→ Objectives
- a) In the canto about Abelardo de la Peña Jr., what is his official position at LA Plaza de Culturas y Artes?
- b) Pick up the canto about Abelardo de la Peña Jr. after its final sentence and carry it forward in the same voice.

→ Selected text
start

Canto CCCXLIII: Random Cool People I Know — Abelardo de la Peña Jr.
Or: The Hustling Heart of Latino LA
Gentle cabrones:
It takes a lot for me to drive to downtown L.A. from OC on a Friday around 5, the time I usually start to write my cantos.
But OF COURSE I was going to do it for the retirement party of Abelardo de la Peña Jr.
His official position is director of marketing and communication for LA Plaza de Culturas y Artes, the downtown L.A. museum and cultural space that keeps getting better and better every year and for which I have helped on a project to come.
But for the past quarter century, Abelardo has been one of the most helpful, enthusiastic and quietly influential people for Latino cultural life in Los Angeles.
He’s the founder, publisher, and editor of the late, great LatinoLA.com, a pioneering forum for community news, events, and journalism that was one of the first places to publish my writing.

end

→ Supplied data
start

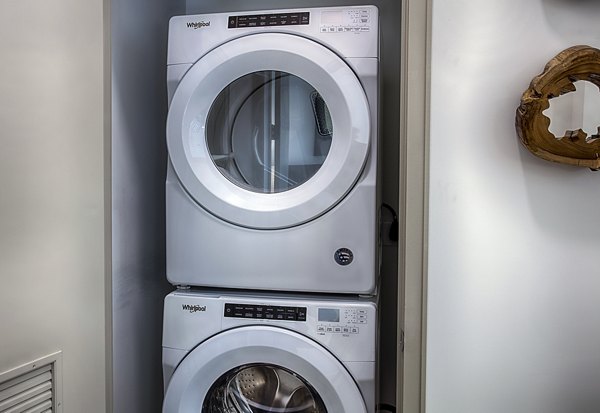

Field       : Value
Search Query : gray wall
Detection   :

end

→ Responses per task
- a) Director of marketing and communication

- b)
He was a longtime board member — with stints as executive director and board president — of the Mexican Cultural Institute, an important part of L.A.’s culture-space ecosystem.
He is an eternal champion of many great causes, but especially his beloved Wilmas.
An Army vet who served in Vietnam. A compa who has tipped me off to great stories and consistently praises my work — but has never held his tongue when I’ve gone too far, either.
I was one person out of at least 80 people who gathered outside LA Plaza’s entrance on a chilly Friday afternoon to congratulate Abelardo on a career well done. We snacked on ceviche, taquitos, quesadillas and empanadas from the ever-great La Parrilla in Boyle Heights. Abelardo worked the crowd, his long, luxurious gray hair flowing out of the back of his all-black Dodgers hat. Ever-chic in round glasses, a black shirt, checkered dark-blue business jacket, jeans and sneakers.
“I feel great!” the ever-chipper Abelardo told me when I asked the obvious how-are-you-feeling question. DJ Linda Nuves spun neo-oldies, bachata, and other low-key happy jams. “I just signed the paperwork, so it’s now official.”
I thanked him for taking a chance on me so long ago.
“We’ve known each other now what, like 20 years?” he said.
23, but who’s counting?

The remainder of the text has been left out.